■ **TASK DIRECTIONS**
Quote verbatim the lines of the records from the line containing "# mark the region of every instance of the dry" through the final line of the records.

■ **DATA IN THIS EXERCISE**
****************************************
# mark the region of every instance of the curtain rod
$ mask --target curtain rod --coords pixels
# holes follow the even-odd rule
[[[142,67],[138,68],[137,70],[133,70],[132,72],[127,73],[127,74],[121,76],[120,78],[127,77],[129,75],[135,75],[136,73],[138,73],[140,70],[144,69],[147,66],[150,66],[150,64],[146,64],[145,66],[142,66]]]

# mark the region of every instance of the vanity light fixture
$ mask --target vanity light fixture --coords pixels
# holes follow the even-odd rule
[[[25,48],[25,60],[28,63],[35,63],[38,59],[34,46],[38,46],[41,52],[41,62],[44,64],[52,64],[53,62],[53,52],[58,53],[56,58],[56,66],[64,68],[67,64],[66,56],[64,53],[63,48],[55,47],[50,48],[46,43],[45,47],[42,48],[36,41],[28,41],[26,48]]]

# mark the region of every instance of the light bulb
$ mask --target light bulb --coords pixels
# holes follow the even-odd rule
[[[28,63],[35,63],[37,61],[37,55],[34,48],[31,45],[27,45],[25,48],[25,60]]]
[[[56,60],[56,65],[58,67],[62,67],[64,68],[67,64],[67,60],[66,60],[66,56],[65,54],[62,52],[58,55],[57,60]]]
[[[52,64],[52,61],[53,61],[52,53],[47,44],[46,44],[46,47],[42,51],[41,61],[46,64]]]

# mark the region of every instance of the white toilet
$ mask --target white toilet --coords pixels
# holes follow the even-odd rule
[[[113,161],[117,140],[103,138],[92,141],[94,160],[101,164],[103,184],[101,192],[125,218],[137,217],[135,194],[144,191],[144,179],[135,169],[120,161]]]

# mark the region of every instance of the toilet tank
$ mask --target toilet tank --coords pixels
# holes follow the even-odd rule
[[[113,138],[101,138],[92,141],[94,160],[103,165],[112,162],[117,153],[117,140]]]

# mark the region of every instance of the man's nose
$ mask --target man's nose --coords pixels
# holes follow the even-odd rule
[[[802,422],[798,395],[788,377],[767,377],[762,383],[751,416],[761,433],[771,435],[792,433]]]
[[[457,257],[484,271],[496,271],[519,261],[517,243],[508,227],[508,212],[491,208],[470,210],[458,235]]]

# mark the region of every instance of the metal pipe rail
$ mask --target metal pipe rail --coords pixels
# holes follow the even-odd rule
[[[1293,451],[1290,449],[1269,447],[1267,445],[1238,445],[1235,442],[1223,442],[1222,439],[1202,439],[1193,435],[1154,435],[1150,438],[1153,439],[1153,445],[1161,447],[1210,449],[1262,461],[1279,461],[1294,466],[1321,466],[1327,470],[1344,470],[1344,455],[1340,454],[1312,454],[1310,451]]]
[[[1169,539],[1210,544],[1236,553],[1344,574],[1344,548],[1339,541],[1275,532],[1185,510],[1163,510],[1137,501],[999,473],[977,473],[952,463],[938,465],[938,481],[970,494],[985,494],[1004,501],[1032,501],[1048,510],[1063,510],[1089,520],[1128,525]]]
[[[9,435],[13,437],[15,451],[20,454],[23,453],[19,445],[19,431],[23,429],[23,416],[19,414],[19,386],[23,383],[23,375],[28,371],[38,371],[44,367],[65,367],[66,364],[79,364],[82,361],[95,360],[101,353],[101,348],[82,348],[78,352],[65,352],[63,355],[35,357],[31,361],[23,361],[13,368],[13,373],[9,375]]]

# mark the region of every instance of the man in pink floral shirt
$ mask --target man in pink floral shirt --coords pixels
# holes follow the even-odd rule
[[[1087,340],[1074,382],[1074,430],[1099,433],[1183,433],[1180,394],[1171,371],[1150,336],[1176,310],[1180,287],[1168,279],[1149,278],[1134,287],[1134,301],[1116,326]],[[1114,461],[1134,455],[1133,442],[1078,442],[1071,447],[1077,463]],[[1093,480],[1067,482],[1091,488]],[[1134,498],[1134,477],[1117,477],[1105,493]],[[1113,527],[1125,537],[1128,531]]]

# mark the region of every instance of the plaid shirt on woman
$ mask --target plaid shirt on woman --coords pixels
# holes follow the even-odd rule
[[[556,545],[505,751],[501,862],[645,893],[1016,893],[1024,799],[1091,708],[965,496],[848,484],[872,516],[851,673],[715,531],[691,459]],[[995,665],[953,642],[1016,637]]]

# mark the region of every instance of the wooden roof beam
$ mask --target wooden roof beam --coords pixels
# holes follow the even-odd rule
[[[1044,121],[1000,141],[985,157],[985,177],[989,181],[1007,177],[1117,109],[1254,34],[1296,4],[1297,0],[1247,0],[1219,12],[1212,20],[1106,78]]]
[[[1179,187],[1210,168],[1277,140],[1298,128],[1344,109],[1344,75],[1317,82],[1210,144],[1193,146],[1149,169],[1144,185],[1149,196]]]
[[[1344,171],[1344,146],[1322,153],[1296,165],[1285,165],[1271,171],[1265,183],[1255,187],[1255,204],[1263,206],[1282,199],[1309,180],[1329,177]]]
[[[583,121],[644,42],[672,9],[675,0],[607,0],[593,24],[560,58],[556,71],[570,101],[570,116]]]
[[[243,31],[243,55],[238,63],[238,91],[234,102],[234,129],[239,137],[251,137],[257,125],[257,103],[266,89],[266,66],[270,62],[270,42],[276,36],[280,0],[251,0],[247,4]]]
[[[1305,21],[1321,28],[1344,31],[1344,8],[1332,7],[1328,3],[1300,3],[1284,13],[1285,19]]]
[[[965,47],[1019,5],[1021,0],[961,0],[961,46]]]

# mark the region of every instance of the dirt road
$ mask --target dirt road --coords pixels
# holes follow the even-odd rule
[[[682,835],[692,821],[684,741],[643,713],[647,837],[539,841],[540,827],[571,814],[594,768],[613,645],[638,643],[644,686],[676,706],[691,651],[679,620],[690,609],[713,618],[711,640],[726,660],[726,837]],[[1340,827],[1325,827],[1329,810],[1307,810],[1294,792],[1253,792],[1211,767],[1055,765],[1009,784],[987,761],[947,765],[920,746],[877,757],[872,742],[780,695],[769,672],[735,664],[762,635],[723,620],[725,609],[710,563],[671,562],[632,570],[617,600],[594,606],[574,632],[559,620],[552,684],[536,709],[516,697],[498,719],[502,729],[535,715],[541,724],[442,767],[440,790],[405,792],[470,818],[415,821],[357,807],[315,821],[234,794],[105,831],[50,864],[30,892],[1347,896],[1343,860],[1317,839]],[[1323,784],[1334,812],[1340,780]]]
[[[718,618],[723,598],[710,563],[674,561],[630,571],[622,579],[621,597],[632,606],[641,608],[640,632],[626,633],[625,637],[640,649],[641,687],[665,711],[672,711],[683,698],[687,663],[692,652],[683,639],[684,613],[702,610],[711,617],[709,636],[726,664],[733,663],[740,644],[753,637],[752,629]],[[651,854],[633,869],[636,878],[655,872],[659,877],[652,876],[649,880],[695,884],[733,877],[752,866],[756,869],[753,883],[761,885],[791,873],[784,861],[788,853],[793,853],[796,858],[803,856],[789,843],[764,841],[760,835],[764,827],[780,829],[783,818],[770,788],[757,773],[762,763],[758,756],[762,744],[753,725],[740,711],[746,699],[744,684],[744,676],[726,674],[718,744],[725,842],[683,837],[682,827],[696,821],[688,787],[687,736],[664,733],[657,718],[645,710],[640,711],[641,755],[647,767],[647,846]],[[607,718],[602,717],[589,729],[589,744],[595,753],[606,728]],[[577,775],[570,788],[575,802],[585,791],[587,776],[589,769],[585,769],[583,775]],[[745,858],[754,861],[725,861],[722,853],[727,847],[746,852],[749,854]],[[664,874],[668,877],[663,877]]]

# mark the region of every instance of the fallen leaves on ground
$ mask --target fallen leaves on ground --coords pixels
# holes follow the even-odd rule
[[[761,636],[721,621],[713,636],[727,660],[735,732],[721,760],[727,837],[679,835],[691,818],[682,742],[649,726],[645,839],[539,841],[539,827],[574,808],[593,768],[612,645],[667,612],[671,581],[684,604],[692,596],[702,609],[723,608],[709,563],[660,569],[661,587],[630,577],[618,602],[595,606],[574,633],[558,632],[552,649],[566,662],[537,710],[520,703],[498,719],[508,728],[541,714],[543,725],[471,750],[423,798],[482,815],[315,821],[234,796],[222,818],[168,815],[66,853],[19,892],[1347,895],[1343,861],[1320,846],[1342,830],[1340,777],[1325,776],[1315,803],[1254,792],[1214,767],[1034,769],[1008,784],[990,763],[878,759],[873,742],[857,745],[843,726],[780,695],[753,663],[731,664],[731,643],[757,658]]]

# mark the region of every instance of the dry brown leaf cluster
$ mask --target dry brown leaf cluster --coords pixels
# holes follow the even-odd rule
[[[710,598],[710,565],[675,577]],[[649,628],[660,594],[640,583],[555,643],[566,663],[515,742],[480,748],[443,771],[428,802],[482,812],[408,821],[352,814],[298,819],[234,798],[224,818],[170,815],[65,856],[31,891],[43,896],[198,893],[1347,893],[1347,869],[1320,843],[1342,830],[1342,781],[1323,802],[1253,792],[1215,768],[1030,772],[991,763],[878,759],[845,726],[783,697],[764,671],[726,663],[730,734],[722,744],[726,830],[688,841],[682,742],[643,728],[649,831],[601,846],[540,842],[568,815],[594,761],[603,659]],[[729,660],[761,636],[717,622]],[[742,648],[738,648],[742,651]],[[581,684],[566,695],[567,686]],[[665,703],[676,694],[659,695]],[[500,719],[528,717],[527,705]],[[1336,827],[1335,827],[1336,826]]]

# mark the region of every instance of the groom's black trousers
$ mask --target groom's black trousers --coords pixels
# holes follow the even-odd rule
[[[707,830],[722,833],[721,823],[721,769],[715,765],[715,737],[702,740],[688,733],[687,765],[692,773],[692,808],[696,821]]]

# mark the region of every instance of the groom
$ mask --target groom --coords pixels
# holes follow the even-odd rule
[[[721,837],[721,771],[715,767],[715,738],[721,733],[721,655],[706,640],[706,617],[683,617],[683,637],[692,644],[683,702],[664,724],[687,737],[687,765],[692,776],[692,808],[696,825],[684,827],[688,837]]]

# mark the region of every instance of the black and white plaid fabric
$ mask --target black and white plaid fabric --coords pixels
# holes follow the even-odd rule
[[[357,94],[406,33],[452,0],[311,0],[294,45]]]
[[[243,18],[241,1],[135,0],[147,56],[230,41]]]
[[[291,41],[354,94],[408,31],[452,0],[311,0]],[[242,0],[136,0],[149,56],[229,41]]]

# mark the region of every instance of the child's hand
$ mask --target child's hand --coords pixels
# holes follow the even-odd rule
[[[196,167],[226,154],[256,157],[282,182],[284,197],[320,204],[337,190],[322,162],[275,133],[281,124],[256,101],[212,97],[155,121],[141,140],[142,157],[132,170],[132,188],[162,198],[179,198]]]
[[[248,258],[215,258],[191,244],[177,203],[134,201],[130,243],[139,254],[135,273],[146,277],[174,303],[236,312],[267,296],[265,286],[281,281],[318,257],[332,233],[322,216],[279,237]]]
****************************************
■ **ANSWER TO THIS EXERCISE**
# mark the region of every instance of the dry brown leaf cluster
$ mask --target dry brown leaf cluster --coords pixels
# holes follow the even-odd rule
[[[710,598],[710,565],[675,577]],[[649,628],[660,594],[640,583],[555,643],[566,663],[515,742],[480,748],[443,771],[428,802],[482,812],[408,821],[352,814],[298,819],[234,798],[224,818],[170,815],[65,856],[31,891],[43,896],[198,893],[1347,893],[1347,869],[1320,843],[1342,830],[1342,781],[1323,802],[1253,792],[1215,768],[1030,772],[991,763],[878,759],[845,726],[783,697],[764,671],[726,663],[730,734],[722,744],[726,830],[688,841],[682,742],[643,728],[649,831],[601,846],[540,842],[568,815],[594,761],[603,659]],[[729,660],[761,636],[717,622]],[[742,648],[738,648],[742,651]],[[581,684],[566,695],[567,686]],[[665,703],[676,694],[659,695]],[[500,719],[528,717],[527,705]],[[1336,827],[1335,827],[1336,826]]]

# mark the region of every instance of the groom's black trousers
$ mask --target groom's black trousers --coords pixels
# holes follow the even-odd rule
[[[707,830],[722,833],[721,823],[721,769],[715,765],[715,737],[702,740],[688,733],[687,765],[692,773],[692,808],[696,821]]]

# mark the region of every instance of the groom
$ mask --target groom --coords pixels
# holes follow the even-odd rule
[[[721,837],[721,771],[715,767],[715,738],[721,733],[721,655],[706,640],[706,617],[683,617],[683,637],[692,644],[683,702],[664,724],[687,737],[687,765],[692,776],[692,808],[696,825],[684,827],[688,837]]]

# mark the region of every instance of the black and white plaid fabric
$ mask --target black and white plaid fabric --coords pixels
# holes follow the even-odd rule
[[[357,94],[406,33],[452,0],[311,0],[294,45]]]
[[[243,18],[241,1],[135,0],[147,56],[230,41]]]
[[[291,41],[354,94],[408,31],[452,0],[311,0]],[[242,0],[136,0],[149,56],[229,41]]]

# mark the region of every instance of the child's hand
$ mask --target child's hand --coords pixels
# holes follow the even-odd rule
[[[196,167],[226,154],[256,157],[282,182],[284,197],[320,204],[337,190],[322,162],[275,133],[281,124],[256,101],[212,97],[155,121],[141,140],[142,157],[132,170],[132,188],[162,198],[179,198]]]
[[[248,258],[215,258],[191,244],[177,203],[134,201],[130,243],[139,254],[135,273],[146,277],[174,303],[236,312],[267,296],[265,286],[281,281],[318,257],[332,233],[322,216],[279,237]]]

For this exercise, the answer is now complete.